╭─ LISTING

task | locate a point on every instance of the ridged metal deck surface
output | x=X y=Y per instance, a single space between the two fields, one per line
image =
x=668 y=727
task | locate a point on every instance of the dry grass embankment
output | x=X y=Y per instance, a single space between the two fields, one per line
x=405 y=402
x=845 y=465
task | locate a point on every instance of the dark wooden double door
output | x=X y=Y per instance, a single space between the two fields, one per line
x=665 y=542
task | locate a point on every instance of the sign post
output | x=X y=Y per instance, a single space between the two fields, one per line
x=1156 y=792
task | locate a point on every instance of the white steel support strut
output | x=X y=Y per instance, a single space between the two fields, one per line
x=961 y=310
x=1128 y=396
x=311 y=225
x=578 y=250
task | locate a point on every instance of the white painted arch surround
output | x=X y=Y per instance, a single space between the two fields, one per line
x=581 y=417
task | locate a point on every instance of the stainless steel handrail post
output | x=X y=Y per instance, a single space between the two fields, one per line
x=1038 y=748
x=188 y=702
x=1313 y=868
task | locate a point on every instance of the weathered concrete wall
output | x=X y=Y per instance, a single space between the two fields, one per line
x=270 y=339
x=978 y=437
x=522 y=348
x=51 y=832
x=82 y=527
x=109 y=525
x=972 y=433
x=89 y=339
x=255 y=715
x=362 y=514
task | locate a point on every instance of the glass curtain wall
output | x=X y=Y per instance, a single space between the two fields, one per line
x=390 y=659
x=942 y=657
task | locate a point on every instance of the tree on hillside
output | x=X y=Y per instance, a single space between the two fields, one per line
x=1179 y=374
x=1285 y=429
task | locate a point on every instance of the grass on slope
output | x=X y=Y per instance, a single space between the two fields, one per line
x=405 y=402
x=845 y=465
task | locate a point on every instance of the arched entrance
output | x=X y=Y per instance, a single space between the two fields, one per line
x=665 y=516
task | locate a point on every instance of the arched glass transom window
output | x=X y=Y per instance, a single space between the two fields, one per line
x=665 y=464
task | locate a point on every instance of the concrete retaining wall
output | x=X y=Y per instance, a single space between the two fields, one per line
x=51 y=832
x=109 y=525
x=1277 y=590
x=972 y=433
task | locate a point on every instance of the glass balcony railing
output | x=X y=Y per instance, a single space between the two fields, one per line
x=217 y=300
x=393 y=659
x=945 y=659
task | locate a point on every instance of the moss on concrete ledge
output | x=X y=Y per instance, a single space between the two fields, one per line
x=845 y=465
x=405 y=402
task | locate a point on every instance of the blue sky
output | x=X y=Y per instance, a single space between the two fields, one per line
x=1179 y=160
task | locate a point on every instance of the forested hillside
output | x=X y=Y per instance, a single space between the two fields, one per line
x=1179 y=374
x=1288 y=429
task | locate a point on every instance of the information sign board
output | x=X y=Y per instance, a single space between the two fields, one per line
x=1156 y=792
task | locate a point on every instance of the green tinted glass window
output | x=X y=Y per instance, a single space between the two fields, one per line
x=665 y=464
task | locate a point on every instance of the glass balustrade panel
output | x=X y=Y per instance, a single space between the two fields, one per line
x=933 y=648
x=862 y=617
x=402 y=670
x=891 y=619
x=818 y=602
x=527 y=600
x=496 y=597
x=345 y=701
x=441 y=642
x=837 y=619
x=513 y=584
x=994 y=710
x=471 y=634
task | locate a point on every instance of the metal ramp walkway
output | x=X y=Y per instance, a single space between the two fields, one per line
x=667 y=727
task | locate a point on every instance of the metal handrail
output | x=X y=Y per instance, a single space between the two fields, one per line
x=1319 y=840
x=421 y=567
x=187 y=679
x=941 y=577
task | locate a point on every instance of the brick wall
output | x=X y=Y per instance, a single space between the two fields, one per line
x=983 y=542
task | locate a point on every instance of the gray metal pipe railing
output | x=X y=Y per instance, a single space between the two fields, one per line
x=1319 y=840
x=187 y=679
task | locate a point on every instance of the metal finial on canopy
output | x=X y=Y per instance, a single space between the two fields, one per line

╰─

[DIRECTION] Please change "locate a point on" to "mark a point on" throughout the data above, and reproduce every line with nothing else altered.

[PROBLEM SOLUTION]
task | mark a point on every instance of the ridged metal deck surface
output | x=X y=Y per instance, a single space between the two fields, one per line
image =
x=668 y=727
task | mark a point on every instance of the dry grass embankment
output | x=X y=Y per instance, a single space between the two fields, one per line
x=405 y=402
x=845 y=465
task | mark a point on every instance of the dark wooden double door
output | x=X y=Y per instance, a single space between the two fields, one per line
x=665 y=542
task | mark a point on every instance of the sign post
output | x=X y=Y per instance, a single space between the two fields, one per line
x=1156 y=792
task | mark a point on every instance of the white steel support strut
output | x=X y=Y per instance, a single space between the two fields, one per line
x=961 y=310
x=1128 y=396
x=311 y=225
x=578 y=250
task | mark a point on every instance of the white painted arch surround
output | x=X y=Y per instance, a single space between the two fields, one per line
x=581 y=417
task | mark a point on every instance of the stainless steel handrail post
output | x=X y=Y per instance, a single space between the two fields, one per line
x=1038 y=748
x=188 y=702
x=1313 y=868
task | mark a point on every instance of the weathered concrete wall
output | x=X y=Y per instance, a single space between the two fields, one per line
x=270 y=339
x=978 y=437
x=522 y=348
x=51 y=832
x=82 y=527
x=109 y=525
x=972 y=433
x=89 y=339
x=255 y=715
x=362 y=514
task | mark a point on every instance of the glass curtain wall
output | x=X y=Y per instance, a single space between the two fields, one per line
x=390 y=659
x=942 y=657
task | mark a point on every instance of the tree on hillside
output | x=X y=Y per instance, a single space between the two fields, one per line
x=1179 y=374
x=1285 y=429
task | mark a point on every instance of the grass on slope
output | x=X y=Y per instance, a single space between the two fields, one per line
x=405 y=402
x=845 y=465
task | mark a point on every instance of the arched entrance
output | x=X y=Y per instance, a single space between the two fields, one per line
x=665 y=516
task | mark a point on every instance of the arched glass transom window
output | x=X y=Y per instance, a single space between the two fields, one per line
x=665 y=464
task | mark a point on every instance of the concrete retaining wall
output | x=X y=Y per instance, a single space between the two fields, one per line
x=51 y=832
x=109 y=525
x=1277 y=590
x=972 y=433
task | mark a point on every instance of the glass balcony railing
output | x=X y=Y per instance, a single space between the two fields, one per line
x=217 y=300
x=393 y=659
x=945 y=659
task | mark a point on every instance of the moss on concrete ledge
output | x=X y=Y per instance, a single space between the two fields, one per line
x=845 y=465
x=405 y=402
task | mark a point on every instance of the blue sky
output | x=X y=Y per instance, a single space between the two fields, one per line
x=1179 y=160
task | mark a point on every instance of the forested hillside
output | x=X y=Y per instance, a single space between the two fields, one per line
x=1179 y=374
x=1288 y=429
task | mark a point on every instance of the information sign board
output | x=X y=Y per instance, a single space between the two fields, one per line
x=1156 y=792
task | mark a point on every instance of the green tinted glass window
output | x=X y=Y per instance, a single space between the two fields, one per line
x=665 y=464
task | mark a point on every instance of the glass balustrade panel
output | x=X y=Y per instance, a single space between the two fields, one per line
x=933 y=648
x=862 y=617
x=402 y=670
x=891 y=619
x=818 y=602
x=527 y=600
x=496 y=597
x=345 y=701
x=441 y=642
x=837 y=619
x=513 y=584
x=994 y=710
x=471 y=634
task | mark a point on every instance of the metal ramp walkway
output | x=X y=Y per instance, a single space between the two fields, one per line
x=667 y=727
task | mark a point on every instance of the metal handrail
output | x=X y=Y per instance, a single space between the two fields, one per line
x=1319 y=840
x=421 y=567
x=187 y=679
x=941 y=577
task | mark a point on every instance of the brick wall
output | x=X y=Y per instance, a single space between the two fields, one per line
x=983 y=542
task | mark a point on every instance of the gray metal pipe railing
output | x=X y=Y per instance, a single space between the two fields, one per line
x=1319 y=840
x=187 y=679
task | mark a point on every instance of the metal finial on canopy
output | x=X y=Y per instance, a single space between the two fields, one per line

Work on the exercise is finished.